(Recorded data)
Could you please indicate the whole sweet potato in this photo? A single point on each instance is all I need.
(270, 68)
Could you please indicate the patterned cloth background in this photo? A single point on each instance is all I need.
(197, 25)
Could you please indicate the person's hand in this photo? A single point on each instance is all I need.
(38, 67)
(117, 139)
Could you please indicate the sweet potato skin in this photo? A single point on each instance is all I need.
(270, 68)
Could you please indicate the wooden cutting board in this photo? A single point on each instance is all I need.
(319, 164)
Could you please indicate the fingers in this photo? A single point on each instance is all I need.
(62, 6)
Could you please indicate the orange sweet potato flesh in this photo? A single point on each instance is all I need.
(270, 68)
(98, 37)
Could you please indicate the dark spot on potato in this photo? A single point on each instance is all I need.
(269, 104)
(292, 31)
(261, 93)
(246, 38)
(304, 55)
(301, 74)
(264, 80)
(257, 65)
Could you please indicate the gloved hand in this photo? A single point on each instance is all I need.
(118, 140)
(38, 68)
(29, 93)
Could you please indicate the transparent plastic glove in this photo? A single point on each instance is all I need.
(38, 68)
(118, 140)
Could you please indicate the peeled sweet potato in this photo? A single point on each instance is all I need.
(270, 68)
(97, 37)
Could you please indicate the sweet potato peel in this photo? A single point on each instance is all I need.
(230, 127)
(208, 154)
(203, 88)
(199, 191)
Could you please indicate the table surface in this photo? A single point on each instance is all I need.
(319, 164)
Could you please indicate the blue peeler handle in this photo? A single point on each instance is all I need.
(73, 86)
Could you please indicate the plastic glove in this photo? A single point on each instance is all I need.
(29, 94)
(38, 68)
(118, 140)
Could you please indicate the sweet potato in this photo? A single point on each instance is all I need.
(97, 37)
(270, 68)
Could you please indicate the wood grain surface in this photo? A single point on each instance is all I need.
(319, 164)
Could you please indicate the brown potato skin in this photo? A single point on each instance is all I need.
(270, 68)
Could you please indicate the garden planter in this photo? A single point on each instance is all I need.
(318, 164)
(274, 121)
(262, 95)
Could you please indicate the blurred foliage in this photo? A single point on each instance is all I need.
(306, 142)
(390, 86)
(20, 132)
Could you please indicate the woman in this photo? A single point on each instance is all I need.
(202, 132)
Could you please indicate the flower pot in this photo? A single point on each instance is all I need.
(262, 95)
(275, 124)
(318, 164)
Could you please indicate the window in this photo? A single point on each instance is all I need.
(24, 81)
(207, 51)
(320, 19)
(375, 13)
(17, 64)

Required action>
Could you write out, exactly, each line of the data above from the one containing "Could you please indicate the window" through the last, including both?

Exercise output>
Could you please indicate the window in this photo? A single point on each instance is all I need.
(24, 81)
(207, 51)
(320, 19)
(375, 13)
(17, 64)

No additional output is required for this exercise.